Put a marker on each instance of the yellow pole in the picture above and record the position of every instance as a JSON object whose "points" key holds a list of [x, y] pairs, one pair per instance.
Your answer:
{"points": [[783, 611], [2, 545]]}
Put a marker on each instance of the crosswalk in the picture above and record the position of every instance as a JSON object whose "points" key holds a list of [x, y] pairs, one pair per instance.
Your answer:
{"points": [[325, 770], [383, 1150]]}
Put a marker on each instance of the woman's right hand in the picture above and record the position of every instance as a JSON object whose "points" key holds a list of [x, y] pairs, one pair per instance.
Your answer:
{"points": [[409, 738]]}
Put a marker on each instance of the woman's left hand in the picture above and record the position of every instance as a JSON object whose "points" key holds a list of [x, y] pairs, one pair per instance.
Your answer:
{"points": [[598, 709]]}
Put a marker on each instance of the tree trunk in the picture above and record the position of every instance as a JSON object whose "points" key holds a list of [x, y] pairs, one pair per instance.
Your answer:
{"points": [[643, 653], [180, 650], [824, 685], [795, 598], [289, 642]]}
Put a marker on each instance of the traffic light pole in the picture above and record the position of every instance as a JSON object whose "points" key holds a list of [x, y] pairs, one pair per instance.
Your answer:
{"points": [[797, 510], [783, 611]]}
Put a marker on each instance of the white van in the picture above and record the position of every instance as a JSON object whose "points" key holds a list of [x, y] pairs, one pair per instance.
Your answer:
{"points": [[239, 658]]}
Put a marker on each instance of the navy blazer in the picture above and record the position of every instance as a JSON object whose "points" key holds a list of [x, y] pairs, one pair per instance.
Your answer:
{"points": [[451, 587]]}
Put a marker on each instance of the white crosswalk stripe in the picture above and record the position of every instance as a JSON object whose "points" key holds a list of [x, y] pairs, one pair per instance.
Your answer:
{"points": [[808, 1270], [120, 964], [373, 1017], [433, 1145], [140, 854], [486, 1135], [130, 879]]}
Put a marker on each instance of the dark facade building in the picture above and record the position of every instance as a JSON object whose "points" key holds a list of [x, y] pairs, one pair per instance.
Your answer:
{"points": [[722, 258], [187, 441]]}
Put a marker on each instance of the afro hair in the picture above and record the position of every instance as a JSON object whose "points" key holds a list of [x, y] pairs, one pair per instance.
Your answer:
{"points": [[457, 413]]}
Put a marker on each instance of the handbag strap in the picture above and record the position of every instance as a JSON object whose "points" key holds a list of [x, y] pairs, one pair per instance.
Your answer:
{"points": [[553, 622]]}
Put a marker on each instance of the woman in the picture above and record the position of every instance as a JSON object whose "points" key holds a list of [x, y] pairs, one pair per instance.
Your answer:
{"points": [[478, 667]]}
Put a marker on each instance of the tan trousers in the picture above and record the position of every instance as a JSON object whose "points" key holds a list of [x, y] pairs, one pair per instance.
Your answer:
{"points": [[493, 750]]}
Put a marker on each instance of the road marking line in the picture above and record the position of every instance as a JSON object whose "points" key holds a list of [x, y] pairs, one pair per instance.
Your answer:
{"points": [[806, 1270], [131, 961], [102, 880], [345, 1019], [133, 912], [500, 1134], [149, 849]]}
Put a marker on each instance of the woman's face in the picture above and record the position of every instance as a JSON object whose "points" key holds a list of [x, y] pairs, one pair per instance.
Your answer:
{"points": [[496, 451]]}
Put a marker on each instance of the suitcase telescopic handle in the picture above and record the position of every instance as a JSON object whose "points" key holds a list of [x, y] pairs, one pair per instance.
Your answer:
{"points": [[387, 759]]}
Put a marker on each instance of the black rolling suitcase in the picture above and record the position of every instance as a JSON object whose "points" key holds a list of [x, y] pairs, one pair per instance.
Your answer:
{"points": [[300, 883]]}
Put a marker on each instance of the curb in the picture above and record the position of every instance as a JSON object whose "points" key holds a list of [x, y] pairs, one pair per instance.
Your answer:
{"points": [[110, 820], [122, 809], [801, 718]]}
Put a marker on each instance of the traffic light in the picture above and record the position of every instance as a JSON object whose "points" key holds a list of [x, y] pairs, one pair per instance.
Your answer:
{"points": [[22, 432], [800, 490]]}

● **Given request**
Using the material above, reproduce exactly the line that contains "Put a marker on each instance of the tan" and all lines after it through the last one, and only those.

● **Task answer**
Put a marker on each instance of the tan trousers in the picture above and record the position of every instance as a JSON object whose "points" key holds a list of [x, y] pairs, one pair per instance.
Your answer:
{"points": [[493, 750]]}
Put a marker on each instance of the road marking line in the picture above and record the position of every instance as a JSON object whose "points" key holds a list of [x, y] pairs, one pair per instance.
Your answer:
{"points": [[806, 1270], [131, 961], [102, 880], [345, 1019], [133, 912], [500, 1134], [149, 849]]}
Put a marker on each instance of the woman's face in the picture above and record the position of every instance as a JSON object whose "points" key holds a list of [x, y] pairs, one pair per instance.
Your answer:
{"points": [[496, 451]]}
Put a marker on each instance of the suitcase telescopic handle in the picture above and record the position of every instance as a JSON object whose "points" key holds a list of [x, y] pairs, one pair per instance.
Your answer:
{"points": [[387, 759]]}
Put a marker on each instance of the black rolling suitcase in the picture above and record the position of every instance as a JSON object whose "points" key holds a list of [x, y] pairs, one pair per instance.
Your answer:
{"points": [[300, 883]]}
Put a marker on each instance of the curb in the picture above and record the position of every instance as a JSON object whose "points" key holds a list of [x, y] pairs, one pair per instance.
Your answer:
{"points": [[110, 820], [122, 809], [801, 718]]}
Put a marker on each instance of the traffic light in the picture above and record the position of every instance as a JSON object whose "points" key holds a list of [x, y] pairs, one pair per instance.
Your answer:
{"points": [[22, 432], [800, 490]]}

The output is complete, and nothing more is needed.